Top of Provided text
This week I head to West Africa, in order to gather photos and stories about the amazing things God is doing there through New Tribes Mission. But as I finished packing, and ran out for a couple of last-minute things, it occured to me that some things I take for granted may mark me as weird.
OK, even weirder than you thought.
An eight-hour flight doesn’t seem that long. The leg of our trip from the USA to Europe takes about eight hours. But after longer flights on the way to Asia — including one of the longest regularly scheduled flights of any airline — that sounds like a piece of cake.
I have a favorite long-flight travel accessory: noise-canceling headphones. The headphones themselves aren’t that odd. I imagine a lot of travelers would list them as a favorite. What’s odd is, I actually have a favorite accessory for long flights. And yes, even though eight hours doesn’t seem that long to me, it’s long enough for noise-canceling headphones.
Tropical diseases? Yeah, I know. I spent something like $600 on preventatives and inoculations, and didn’t flinch when the doctor started talking about long sleeves and pants (even though the temperature is supposed to top 100 degrees F) and bug repellant because of the all the diseases for which there are no inoculations (and in some cases, no cure).
Two-weeks-plus, no checked bags. I’m taking a carry-on and a “personal item.” And within that is a camera with two lenses, a computer and a stereo digital recorder. My headphones are actually one of the bulkiest things I’m taking, now that I’ve switched to a Surface Pro as my computer. (And I’m loving it, by the way.)
I’m lamenting the lack of a new goofy hat. For my first four trips overseas with NTM, I wore a different goofy hat each time. But I’ve worn the same one for the last four trips. I suppose that means I’ve found something that works: It’s crushable, has a chin strap and a full brim, and I can snap either or both sides up. Still, I couldn’t help but look at the tacky souvenir shops when we were in Tampa a few weeks back.
Oh well. I’ll let you know if it gets any weirder.
Bottom of Provided text
**Goal of the exercise**. Summarize the travel post in two sentences. The listing that comes next has nothing to do with the travel post.
Top of Recorded data
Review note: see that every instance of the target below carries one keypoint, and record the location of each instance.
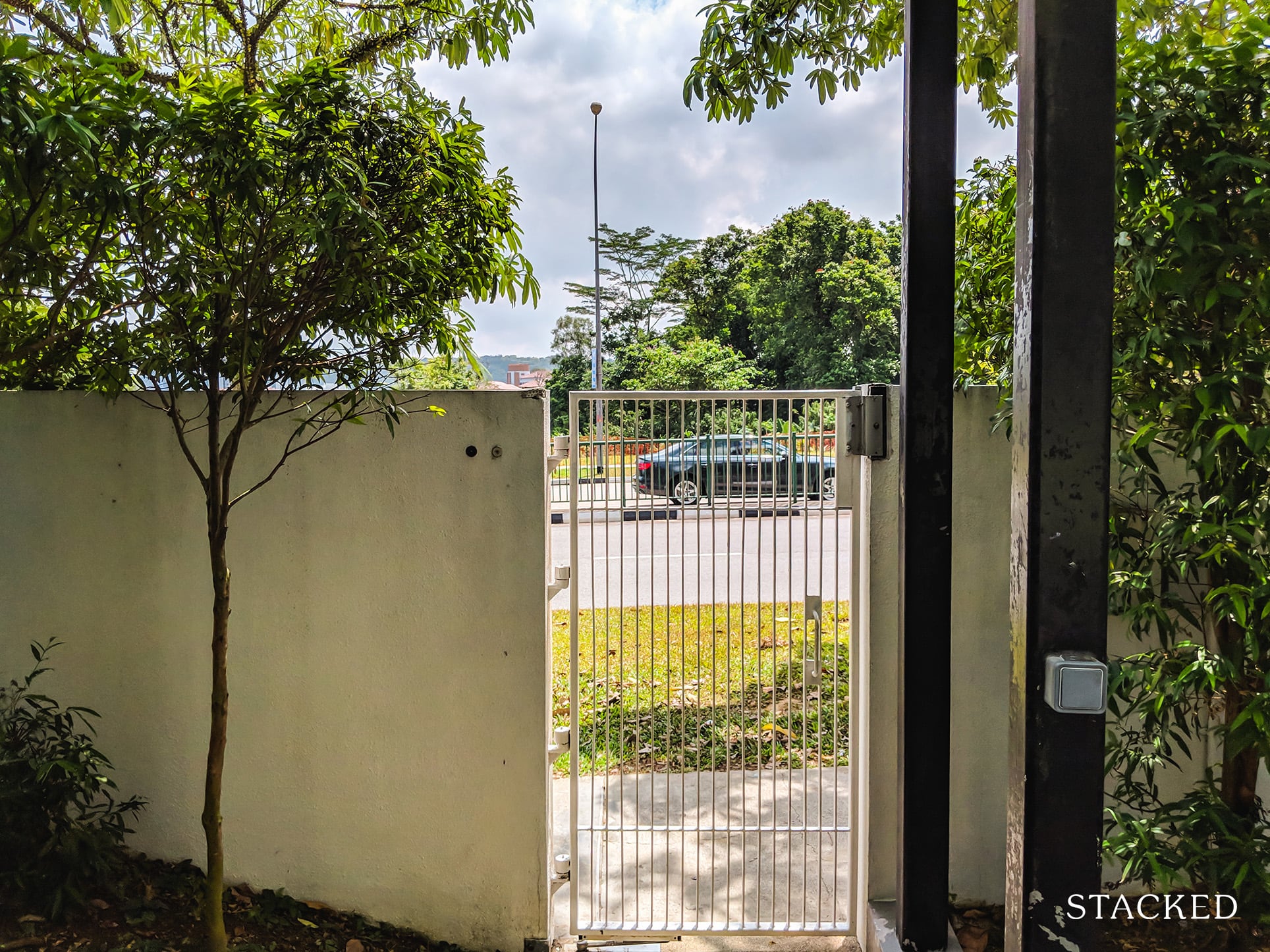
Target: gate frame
(852, 493)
Bottom of Recorded data
**Problem solution**. Before heading to West Africa to gather photos and stories about New Tribes Mission's work, the writer lists habits that may seem weird, such as finding an eight-hour flight short and having a favorite long-flight accessory, noise-canceling headphones. The writer also mentions spending about $600 on preventatives and inoculations against tropical diseases, packing for two-plus weeks with no checked bags, and lamenting the lack of a new goofy hat.